§ YOUR GOAL: Your answer must consist of the records below, reproduced exactly, with every picture removed.

[Stored data entries]
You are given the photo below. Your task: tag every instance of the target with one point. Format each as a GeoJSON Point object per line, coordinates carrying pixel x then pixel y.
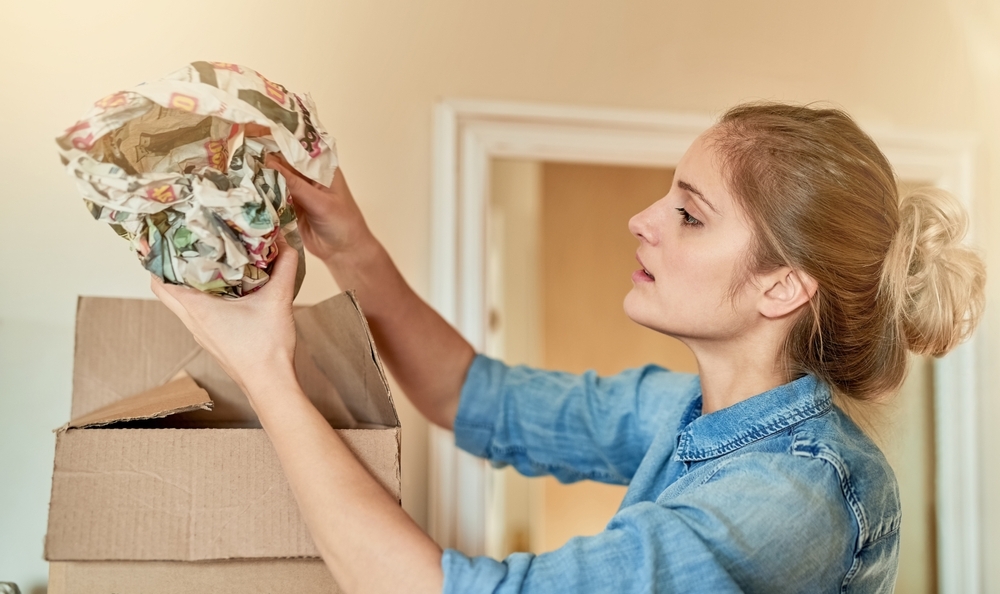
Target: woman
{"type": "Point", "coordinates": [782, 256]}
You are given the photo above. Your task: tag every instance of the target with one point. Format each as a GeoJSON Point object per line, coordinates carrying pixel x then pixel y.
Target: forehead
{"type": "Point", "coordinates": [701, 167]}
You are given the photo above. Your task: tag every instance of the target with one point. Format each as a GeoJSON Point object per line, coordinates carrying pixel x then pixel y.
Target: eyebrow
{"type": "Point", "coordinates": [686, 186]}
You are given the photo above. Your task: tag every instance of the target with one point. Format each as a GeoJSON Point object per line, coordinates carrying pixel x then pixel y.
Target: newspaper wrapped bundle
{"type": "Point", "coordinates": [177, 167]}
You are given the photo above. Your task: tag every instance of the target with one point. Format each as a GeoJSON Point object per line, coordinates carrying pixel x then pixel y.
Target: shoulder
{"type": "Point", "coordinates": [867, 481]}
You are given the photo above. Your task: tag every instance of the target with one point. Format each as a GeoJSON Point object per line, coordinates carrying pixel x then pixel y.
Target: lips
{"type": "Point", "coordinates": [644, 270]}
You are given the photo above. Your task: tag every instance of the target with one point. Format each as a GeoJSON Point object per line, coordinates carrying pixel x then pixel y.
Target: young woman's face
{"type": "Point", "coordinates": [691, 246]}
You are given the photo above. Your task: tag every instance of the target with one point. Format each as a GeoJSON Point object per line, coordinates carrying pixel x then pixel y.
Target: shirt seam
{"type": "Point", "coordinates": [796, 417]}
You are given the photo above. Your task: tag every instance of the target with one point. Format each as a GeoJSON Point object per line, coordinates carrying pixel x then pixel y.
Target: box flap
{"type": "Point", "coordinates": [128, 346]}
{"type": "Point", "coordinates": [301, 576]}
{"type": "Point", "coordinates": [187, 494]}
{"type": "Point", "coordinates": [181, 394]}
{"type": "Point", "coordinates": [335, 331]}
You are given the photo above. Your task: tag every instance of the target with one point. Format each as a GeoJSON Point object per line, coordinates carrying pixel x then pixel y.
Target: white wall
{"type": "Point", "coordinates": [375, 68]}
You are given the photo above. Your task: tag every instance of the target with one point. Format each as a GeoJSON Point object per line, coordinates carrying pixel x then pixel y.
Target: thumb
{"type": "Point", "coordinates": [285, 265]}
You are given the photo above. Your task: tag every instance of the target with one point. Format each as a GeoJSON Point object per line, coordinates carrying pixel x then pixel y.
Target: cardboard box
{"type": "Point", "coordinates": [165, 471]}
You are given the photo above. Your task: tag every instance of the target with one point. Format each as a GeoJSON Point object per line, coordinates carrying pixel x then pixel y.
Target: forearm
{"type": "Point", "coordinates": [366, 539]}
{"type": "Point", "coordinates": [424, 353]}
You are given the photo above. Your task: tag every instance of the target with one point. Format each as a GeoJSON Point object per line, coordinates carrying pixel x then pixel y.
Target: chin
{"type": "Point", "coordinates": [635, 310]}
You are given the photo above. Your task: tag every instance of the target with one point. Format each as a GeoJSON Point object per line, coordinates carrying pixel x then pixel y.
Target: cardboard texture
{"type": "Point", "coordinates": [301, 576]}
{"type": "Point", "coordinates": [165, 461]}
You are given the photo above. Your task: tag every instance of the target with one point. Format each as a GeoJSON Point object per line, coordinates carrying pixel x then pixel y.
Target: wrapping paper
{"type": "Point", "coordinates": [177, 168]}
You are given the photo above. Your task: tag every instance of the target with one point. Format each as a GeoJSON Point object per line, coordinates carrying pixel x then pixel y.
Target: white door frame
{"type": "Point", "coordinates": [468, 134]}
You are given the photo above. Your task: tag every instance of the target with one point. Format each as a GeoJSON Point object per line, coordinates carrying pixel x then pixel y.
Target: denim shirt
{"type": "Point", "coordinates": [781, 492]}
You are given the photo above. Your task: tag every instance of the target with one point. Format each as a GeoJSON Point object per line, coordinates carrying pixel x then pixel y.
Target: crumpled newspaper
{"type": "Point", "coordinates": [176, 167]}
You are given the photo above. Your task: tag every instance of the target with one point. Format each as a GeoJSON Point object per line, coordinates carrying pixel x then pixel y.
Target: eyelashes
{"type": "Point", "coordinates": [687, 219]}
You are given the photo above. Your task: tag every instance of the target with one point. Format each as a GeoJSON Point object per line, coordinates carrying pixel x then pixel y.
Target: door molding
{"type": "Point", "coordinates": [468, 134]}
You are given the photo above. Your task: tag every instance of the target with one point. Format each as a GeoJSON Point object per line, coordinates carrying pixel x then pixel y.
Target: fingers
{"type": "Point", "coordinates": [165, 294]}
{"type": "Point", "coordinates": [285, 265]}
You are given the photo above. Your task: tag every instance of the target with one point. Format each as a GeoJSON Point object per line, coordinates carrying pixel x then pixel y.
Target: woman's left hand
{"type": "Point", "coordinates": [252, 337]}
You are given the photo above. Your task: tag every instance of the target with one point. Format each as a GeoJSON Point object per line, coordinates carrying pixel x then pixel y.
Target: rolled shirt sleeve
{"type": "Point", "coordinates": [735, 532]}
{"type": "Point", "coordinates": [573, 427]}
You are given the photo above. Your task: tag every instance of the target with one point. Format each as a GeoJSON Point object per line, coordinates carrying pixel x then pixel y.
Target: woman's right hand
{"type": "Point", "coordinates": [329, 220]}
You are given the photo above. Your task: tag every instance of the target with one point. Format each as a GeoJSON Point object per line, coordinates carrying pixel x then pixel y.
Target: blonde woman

§ EXPECTED OUTPUT:
You are given the photo below. Your task: tag every instance of the target with one point. Format each as a GeoJSON Point object per line, coordinates carrying pixel x then pixel y.
Target: woman
{"type": "Point", "coordinates": [782, 256]}
You are given the photo above. Your task: tag every instance of the target with one point. Format each as a GeoJSON Point object per line, coordinates carrying pixel x then pixel y.
Target: forehead
{"type": "Point", "coordinates": [701, 167]}
You are given the photo above. Your task: tag every instance of the target with one point. Format each as a GeoJSON Point object per line, coordinates carrying pixel x then pixel y.
Target: eyebrow
{"type": "Point", "coordinates": [686, 186]}
You are given the photo above. Your task: tag every instance of the target with one point. Format each as a GeoJSON Point object per line, coordinates carrying pixel x then pixel y.
Target: newspaper wrapped bundle
{"type": "Point", "coordinates": [177, 167]}
You are given the photo above. Your task: tag every instance of the target with one point. Format each as a GeoJSON Point object per line, coordinates carrying pixel x then pixel y.
Target: shoulder
{"type": "Point", "coordinates": [867, 481]}
You are given the photo above. Your task: tag every instance of the target with one point. Format each as a GeoJSON Point object per line, coordinates carrying pixel x then pixel y.
Target: lips
{"type": "Point", "coordinates": [644, 270]}
You are given the photo above. Your task: tag every instance of the target with one point. Format each as a GeoJSON Point object per line, coordinates carrying pixel x then pixel y.
Target: young woman's face
{"type": "Point", "coordinates": [691, 246]}
You are given the photo above. Your task: tag every instance of the target with one point. Format each as a GeoJSON Point object per line, coordinates carrying pixel x then pixel y.
Target: shirt seam
{"type": "Point", "coordinates": [796, 417]}
You are given the photo above. Your task: tag every instance of the target with one point. Format each as a GeoJSON Point object per line, coordinates carrying pixel x then pixel y.
Target: box flap
{"type": "Point", "coordinates": [128, 346]}
{"type": "Point", "coordinates": [301, 576]}
{"type": "Point", "coordinates": [187, 494]}
{"type": "Point", "coordinates": [181, 394]}
{"type": "Point", "coordinates": [335, 331]}
You are given the photo above. Your task: tag every instance of the target with one point. Format each as a GeoJSON Point object per line, coordinates carrying pixel x then pixel y.
Target: white wall
{"type": "Point", "coordinates": [375, 68]}
You are given the photo above. Your task: tag every instance of the target with one point. Format each as a GeoJSON Point object per line, coordinates carrying pixel x then pixel y.
Target: thumb
{"type": "Point", "coordinates": [285, 265]}
You are given the photo above. Your task: tag every instance of the target with one point. Format each as a GeoJSON Point object per line, coordinates carrying pixel x then pixel y.
Target: cardboard box
{"type": "Point", "coordinates": [165, 471]}
You are given the photo above. Your task: tag every instance of the target with one point. Format each as a GeoJSON Point object per line, coordinates carrying pixel x then pixel y.
Target: forearm
{"type": "Point", "coordinates": [366, 539]}
{"type": "Point", "coordinates": [424, 353]}
You are given the photo above. Your task: tag every instance of the target with one point. Format each as a GeoJSON Point object per line, coordinates carrying pixel x then pixel y.
Target: chin
{"type": "Point", "coordinates": [635, 310]}
You are given the photo above. Your task: tag every instance of the target with one point. Format each as a GeoJSON Point object per line, coordinates carrying pixel x then pixel y.
Target: cardboard texture
{"type": "Point", "coordinates": [301, 576]}
{"type": "Point", "coordinates": [165, 461]}
You are given the photo above. Your task: tag every instance of the target with one point. Format each as a GeoJSON Point object per line, coordinates carrying pixel x then pixel y.
Target: wrapping paper
{"type": "Point", "coordinates": [177, 168]}
You are given the photo above. Your task: tag every instance of the target with one point. Format each as a GeoJSON Point object per line, coordinates carrying pixel x then pixel y.
Target: white door frame
{"type": "Point", "coordinates": [468, 134]}
You are given the photo above. Your task: tag every instance of the target with one point. Format each as a GeoJSON Point object per line, coordinates carrying pixel x then pixel y.
Target: denim shirt
{"type": "Point", "coordinates": [781, 492]}
You are given the photo above. Your task: tag every instance of the target with one point. Format each as a GeoJSON Point object per line, coordinates carrying pixel x then pixel y.
Target: crumpled newspaper
{"type": "Point", "coordinates": [176, 167]}
You are given the photo above. Your task: tag every instance of the target with one point. Format each as a GeoJSON Point object per line, coordinates carrying pixel x then pixel y.
Target: eyelashes
{"type": "Point", "coordinates": [687, 219]}
You are given the photo above. Your task: tag every instance of the target with one point. Format each as a GeoJSON Point object per line, coordinates carrying pixel x then pixel y.
Target: door molding
{"type": "Point", "coordinates": [468, 134]}
You are given the photo above. Your task: tag every instance of the target with one point. Format each as a GeoJSON Point object per line, coordinates carrying pixel x then pixel y.
Target: fingers
{"type": "Point", "coordinates": [165, 294]}
{"type": "Point", "coordinates": [285, 265]}
You are given the photo above. Your task: tag every instance of the target with one point. Format each as a GeoJSON Point object per line, coordinates carrying pixel x then pixel y.
Target: woman's left hand
{"type": "Point", "coordinates": [252, 337]}
You are given the photo above. Your task: tag every instance of the target with one point. Format each as a GeoJSON Point object per line, coordinates carrying pixel x then pixel y.
Target: rolled shirt sleeve
{"type": "Point", "coordinates": [735, 532]}
{"type": "Point", "coordinates": [573, 427]}
You are given the photo above. Your task: tag every instance of the target with one point. Format each as a GeoJSON Point object per line, coordinates carrying pixel x then pixel y.
Target: woman's right hand
{"type": "Point", "coordinates": [329, 220]}
You are given the photo above. Your task: tag every instance of the target with one point. Format each as a GeoJSON Point object per line, coordinates carrying pixel x then pixel y.
Target: blonde woman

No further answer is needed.